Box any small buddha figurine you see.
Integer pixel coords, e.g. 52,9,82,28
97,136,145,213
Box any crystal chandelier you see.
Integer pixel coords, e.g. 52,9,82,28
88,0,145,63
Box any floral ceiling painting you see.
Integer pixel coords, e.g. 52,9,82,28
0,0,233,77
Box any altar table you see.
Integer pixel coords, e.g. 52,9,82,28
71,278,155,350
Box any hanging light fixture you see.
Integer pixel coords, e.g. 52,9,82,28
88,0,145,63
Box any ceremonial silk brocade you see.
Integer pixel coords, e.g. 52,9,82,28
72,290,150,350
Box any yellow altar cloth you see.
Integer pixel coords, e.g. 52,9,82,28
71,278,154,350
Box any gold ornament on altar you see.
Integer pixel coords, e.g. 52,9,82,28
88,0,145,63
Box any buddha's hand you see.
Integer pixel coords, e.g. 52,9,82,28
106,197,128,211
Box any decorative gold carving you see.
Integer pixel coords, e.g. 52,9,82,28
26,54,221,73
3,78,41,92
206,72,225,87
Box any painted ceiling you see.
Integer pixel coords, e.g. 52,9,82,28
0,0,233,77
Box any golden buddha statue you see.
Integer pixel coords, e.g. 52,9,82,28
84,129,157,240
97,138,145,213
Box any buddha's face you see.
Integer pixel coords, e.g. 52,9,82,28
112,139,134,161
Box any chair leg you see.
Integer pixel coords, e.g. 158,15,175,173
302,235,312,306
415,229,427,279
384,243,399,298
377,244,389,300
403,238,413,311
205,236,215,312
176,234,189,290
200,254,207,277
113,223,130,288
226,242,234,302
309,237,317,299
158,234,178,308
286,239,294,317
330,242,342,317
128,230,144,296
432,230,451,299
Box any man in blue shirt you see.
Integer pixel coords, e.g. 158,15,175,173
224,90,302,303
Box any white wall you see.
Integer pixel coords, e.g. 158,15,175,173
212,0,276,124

*Exercise objective*
Please express all of the data above as a two-column CSV headed text and answer, with one row per text and its answer, each value in its own quoted field and any line breaks replaced by spaces.

*Solved exercise*
text,answer
"Box any small buddha figurine you see. Integer pixel coords, e.g. 52,9,82,28","97,136,145,213"
"Box any crystal chandelier you see. Integer pixel coords, e.g. 52,9,82,28","88,0,145,63"
"Box any floral ceiling painting you see. Integer pixel coords, e.g. 52,9,82,28","0,0,233,77"
"Box any altar table you see. Integer pixel coords, e.g. 52,9,82,28","71,278,155,350"
"Box any hanging light fixture you see. Integer pixel coords, e.g. 52,9,82,28","88,0,145,63"
"Box any ceremonial silk brocade you see. Integer pixel coords, e.g. 52,9,82,28","72,290,150,350"
"Box any yellow altar cloth you see. Integer pixel coords, e.g. 52,9,82,28","71,278,154,350"
"Box any gold ornament on altar you see. Integer pixel coords, e.g. 52,9,82,28","88,0,145,63"
"Box any buddha's hand you see. Integer pixel coords, e.g. 52,9,82,28","106,197,128,211"
"Box any decorative gold carving you see. Integer pixel coords, e.g. 52,9,82,28","26,54,221,73 3,78,41,92 206,72,225,87"
"Box any painted ceiling you see. Integer pixel coords, e.g. 52,9,82,28","0,0,233,77"
"Box any golden buddha statue you see. Integer pixel coords, e.g. 52,9,82,28","84,129,157,240 97,138,145,213"
"Box any buddha's face you see. Integer pixel coords, e.g. 52,9,82,28","112,139,134,161"
"Box any chair leg you see. Integer pixel coords, e.g. 158,15,175,173","302,235,312,306 415,229,427,279 384,243,399,298 377,244,389,300 403,238,413,311 205,236,215,312 176,234,189,290 200,254,207,277 113,223,130,288 226,242,234,302 309,237,317,299 158,234,178,308 286,239,294,317 330,242,342,317 128,230,144,296 432,230,451,299"
"Box any man in blue shirt you see. Integer pixel coords, e.g. 158,15,175,173","224,90,302,303"
"Box any white wall you see. Integer pixel coords, e.g. 158,15,175,173","212,0,276,124"